• BRIEF: Could you extract every line of the listing below word for word, omitting the pictures?

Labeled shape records
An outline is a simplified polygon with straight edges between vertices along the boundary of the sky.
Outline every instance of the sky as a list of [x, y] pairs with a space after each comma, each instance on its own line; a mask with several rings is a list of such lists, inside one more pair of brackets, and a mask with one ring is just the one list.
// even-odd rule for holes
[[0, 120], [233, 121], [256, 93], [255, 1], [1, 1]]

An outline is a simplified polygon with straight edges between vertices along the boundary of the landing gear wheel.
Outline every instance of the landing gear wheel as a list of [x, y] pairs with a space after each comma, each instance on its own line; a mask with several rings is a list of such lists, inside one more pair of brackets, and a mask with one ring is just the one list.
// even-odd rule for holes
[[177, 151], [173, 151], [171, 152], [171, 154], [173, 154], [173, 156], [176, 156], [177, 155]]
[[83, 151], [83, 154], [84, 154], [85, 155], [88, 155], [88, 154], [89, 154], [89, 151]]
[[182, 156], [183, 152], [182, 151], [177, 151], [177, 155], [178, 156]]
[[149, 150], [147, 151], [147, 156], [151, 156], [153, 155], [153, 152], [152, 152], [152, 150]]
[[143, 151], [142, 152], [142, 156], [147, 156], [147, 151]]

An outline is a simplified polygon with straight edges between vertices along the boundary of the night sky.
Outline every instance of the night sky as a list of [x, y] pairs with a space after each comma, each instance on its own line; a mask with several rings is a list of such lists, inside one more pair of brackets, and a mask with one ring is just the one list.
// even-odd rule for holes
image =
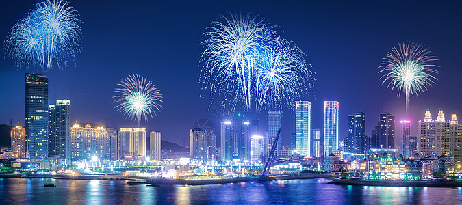
[[[200, 97], [199, 59], [202, 33], [227, 11], [252, 12], [270, 19], [281, 36], [307, 55], [317, 74], [311, 101], [311, 127], [323, 127], [323, 102], [339, 102], [339, 138], [346, 136], [346, 116], [366, 113], [366, 135], [381, 111], [405, 118], [417, 135], [417, 121], [430, 109], [433, 117], [442, 108], [446, 119], [462, 118], [462, 12], [461, 5], [426, 1], [70, 1], [79, 11], [83, 51], [76, 66], [45, 74], [49, 102], [69, 99], [73, 122], [110, 126], [136, 126], [114, 109], [112, 91], [129, 74], [148, 77], [161, 90], [162, 112], [142, 126], [162, 132], [162, 139], [188, 144], [195, 120], [216, 118], [207, 111], [208, 99]], [[0, 3], [0, 39], [36, 1]], [[439, 81], [424, 94], [410, 100], [405, 115], [404, 95], [397, 98], [381, 85], [378, 66], [398, 42], [413, 40], [434, 51], [440, 59]], [[25, 73], [40, 70], [18, 68], [0, 49], [0, 124], [24, 124]], [[308, 96], [307, 96], [308, 98]], [[265, 118], [261, 118], [265, 121]], [[219, 127], [218, 122], [216, 125]], [[295, 131], [295, 116], [283, 114], [283, 139]], [[396, 136], [400, 136], [396, 132]], [[398, 138], [396, 138], [396, 141]]]

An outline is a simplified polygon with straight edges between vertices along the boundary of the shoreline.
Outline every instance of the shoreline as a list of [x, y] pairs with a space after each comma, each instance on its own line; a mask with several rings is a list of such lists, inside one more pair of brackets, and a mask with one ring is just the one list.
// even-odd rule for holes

• FINAL RESULT:
An outline is a simplified polygon with straight edges between vertices along the boundary of the sky.
Outline every instance of the sky as a list of [x, y] pairs with a space after each comma, each instance on its own line; a mask with several rings is a list of such lists, inside one more pair of brackets, and a mask with one ring is just the one list.
// even-odd rule for holes
[[0, 120], [233, 121], [256, 93], [255, 1], [1, 1]]

An outline is a simplified polygon with straight edges between vertices along the boundary of the landing gear wheel.
Outline every instance of the landing gear wheel as a list of [x, y] pairs with a space after each comma, each instance on its own line; a mask with several rings is a list of such lists, inside one more pair of brackets, and a mask with one ring is just the one list.
// even-odd rule for holes
[[177, 151], [173, 151], [171, 152], [171, 154], [173, 154], [173, 156], [176, 156], [177, 155]]
[[83, 151], [83, 154], [84, 154], [85, 155], [88, 155], [88, 154], [89, 154], [89, 151]]
[[182, 156], [183, 152], [182, 151], [177, 151], [177, 155], [178, 156]]
[[149, 150], [147, 151], [147, 156], [151, 156], [153, 155], [153, 152], [152, 152], [152, 150]]
[[143, 151], [142, 152], [142, 156], [147, 156], [147, 151]]

An outline is a simplified polygon with straight edges between vertices along the boundary of the night sky.
Outline every instance of the night sky as a list of [x, y] pairs with a space after each comma, each instance on its own line; a mask with several rings is a list of such lists, inside one more pair of brackets, and a mask with one ring is just the one list.
// even-odd rule for holes
image =
[[[200, 97], [199, 59], [202, 33], [227, 11], [252, 12], [270, 19], [281, 36], [307, 55], [317, 74], [311, 101], [311, 127], [323, 127], [323, 102], [339, 102], [339, 138], [346, 136], [346, 116], [366, 113], [366, 135], [381, 111], [405, 118], [417, 135], [417, 121], [430, 109], [433, 117], [442, 108], [446, 119], [462, 118], [462, 12], [461, 5], [426, 1], [70, 1], [79, 11], [83, 51], [76, 66], [45, 74], [49, 102], [69, 99], [73, 122], [110, 126], [136, 126], [114, 109], [112, 91], [129, 74], [148, 77], [161, 90], [162, 112], [142, 126], [162, 132], [162, 139], [188, 144], [195, 120], [216, 118], [207, 111], [208, 99]], [[0, 3], [0, 39], [36, 1]], [[439, 81], [424, 94], [410, 100], [405, 115], [404, 95], [397, 98], [381, 85], [378, 66], [398, 42], [413, 40], [434, 51], [440, 59]], [[25, 73], [40, 70], [18, 68], [0, 49], [0, 124], [24, 124]], [[308, 96], [307, 96], [308, 98]], [[265, 118], [261, 118], [265, 121]], [[219, 127], [218, 122], [216, 125]], [[295, 131], [295, 116], [283, 114], [283, 139]], [[396, 136], [400, 136], [396, 132]], [[398, 138], [396, 138], [396, 141]]]

An outline is a simplified polygon with straight edges between vertices along the boundary of the shoreline.
Outline every instance of the shoreline as a list of [x, y] pairs with a space after each comma, each instance on its own line; a mask with several rings is a list of such lists, inside one more pair of brackets, and a mask with one ring is just the one list.
// even-odd rule for holes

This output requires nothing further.